──────── QUELLENAUSZUG ────────
Irgendwann musste es ja kommen: „Janssen und die Frauen“, das zentrale Thema in Leben und Werk des Graphikers und Zeichners, dem Oldenburg sein ehrgeizigstes Museumsprojekt widmet. Den dreizehn Frauen, die Janssen begleitet haben – Stief-Mütter, Geliebte und Kinder – widmet sich also die aktuelle Ausstellung im Horst Janssen Museum in Kooperation mit der Hamburger Kunsthalle.

Die zentrale Frage der AustellungsmacherInnen ist, wie sich die Beziehungen im Werk spiegeln. Also wurde jeder Frau eine eigene Nische gewidmet, mit den Werken des Graphikers und Zeichners, die sich auf die jeweilige Herzensdame bezogen. Gesche Tietjens etwa, die Janssen 1968 kennen lernte, öffnete ihm die Landschaft. Janssen nannte sie also „Panne“, abgeleitet von Pan, dem Hirtengott. Gemeinsam erschlossen sie die Elbmarschen, Janssen schuf Landschaftsfragmente und erst wenige unmittelbar auf Gesche Tietjens bezogene Werke. Erst später sind die Frauen selbst nicht nur Inspirationsquelle, sondern auch Bildinhalt.

Um Birgit Jacobson wirbt er Anfang der Siebziger mit Leporellobriefen, die zeitgemäß aus Kopierverfahren, Readymades und Kollagen entstanden sind. Janssen scheut sich auch nicht, die Angebetete als Botticellis Primavera mit blumenumkränztem Kopf zu porträtieren. Will heißen: Nicht alles, was unter dem Oberthema „Janssen und die Frauen“ hier versammelt ist, hat wirklich hohen künstlerischen Wert.
────────
◆ **AUFGABENBESCHREIBUNG**: Ändere den Abschnitt des Quellenauszugs, der mit „Um Birgit Jacobson“ beginnt und mit „hohen künstlerischen Wert.“ endet, indem du „Botticellis Primavera“ durch „Botticellis Venus“ ersetzt, und gib ihn vollständig wieder. Die Einträge haben mit dem Quellenauszug nichts zu tun.
──────── DATENSATZAUSZÜGE ────────
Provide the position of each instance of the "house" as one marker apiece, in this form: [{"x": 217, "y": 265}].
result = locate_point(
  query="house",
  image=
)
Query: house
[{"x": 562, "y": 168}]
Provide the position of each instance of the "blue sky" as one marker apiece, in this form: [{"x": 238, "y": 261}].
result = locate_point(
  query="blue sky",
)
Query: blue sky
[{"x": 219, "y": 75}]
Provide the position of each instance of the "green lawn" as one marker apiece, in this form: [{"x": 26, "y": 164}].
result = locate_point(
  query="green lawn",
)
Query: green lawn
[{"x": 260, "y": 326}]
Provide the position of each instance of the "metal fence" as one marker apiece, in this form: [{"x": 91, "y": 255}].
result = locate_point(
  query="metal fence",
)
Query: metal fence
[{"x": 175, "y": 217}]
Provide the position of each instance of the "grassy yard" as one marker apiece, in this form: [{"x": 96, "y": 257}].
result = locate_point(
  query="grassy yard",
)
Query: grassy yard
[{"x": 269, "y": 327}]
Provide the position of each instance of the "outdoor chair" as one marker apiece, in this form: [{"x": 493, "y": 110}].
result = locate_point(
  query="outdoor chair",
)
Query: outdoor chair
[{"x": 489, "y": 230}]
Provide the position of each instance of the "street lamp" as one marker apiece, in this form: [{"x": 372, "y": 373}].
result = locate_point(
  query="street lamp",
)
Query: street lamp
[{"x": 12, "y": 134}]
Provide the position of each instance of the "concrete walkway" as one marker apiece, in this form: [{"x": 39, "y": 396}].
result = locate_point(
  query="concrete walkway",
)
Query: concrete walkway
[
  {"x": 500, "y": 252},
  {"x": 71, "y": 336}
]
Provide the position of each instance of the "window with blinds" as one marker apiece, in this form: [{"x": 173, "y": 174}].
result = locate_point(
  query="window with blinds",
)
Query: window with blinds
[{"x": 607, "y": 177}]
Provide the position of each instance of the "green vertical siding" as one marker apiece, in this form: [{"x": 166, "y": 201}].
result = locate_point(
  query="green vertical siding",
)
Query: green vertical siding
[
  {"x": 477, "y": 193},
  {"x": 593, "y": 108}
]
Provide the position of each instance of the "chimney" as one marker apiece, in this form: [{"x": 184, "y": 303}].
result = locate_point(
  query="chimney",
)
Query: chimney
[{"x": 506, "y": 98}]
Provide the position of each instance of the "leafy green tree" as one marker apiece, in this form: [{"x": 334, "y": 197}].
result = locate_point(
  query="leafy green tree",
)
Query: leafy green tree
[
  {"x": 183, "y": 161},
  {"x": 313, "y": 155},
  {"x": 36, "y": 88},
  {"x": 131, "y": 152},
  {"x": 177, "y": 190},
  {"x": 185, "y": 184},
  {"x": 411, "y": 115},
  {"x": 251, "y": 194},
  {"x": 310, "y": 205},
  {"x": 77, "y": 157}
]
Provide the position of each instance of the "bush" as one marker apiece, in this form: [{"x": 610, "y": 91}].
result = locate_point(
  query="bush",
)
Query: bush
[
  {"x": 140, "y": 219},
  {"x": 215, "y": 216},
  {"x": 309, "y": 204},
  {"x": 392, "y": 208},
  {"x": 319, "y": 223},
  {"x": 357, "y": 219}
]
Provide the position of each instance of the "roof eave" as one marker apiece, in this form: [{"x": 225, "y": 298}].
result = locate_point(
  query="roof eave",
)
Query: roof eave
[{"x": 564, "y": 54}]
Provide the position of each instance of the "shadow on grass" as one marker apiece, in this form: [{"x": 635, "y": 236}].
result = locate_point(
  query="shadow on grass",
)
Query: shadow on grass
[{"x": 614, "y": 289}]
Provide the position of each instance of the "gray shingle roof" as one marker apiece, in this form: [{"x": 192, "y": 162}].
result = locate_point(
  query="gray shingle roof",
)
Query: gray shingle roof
────────
◆ **ANTWORTTEIL**:
Um Birgit Jacobson wirbt er Anfang der Siebziger mit Leporellobriefen, die zeitgemäß aus Kopierverfahren, Readymades und Kollagen entstanden sind. Janssen scheut sich auch nicht, die Angebetete als Botticellis Venus mit blumenumkränztem Kopf zu porträtieren. Will heißen: Nicht alles, was unter dem Oberthema „Janssen und die Frauen“ hier versammelt ist, hat wirklich hohen künstlerischen Wert.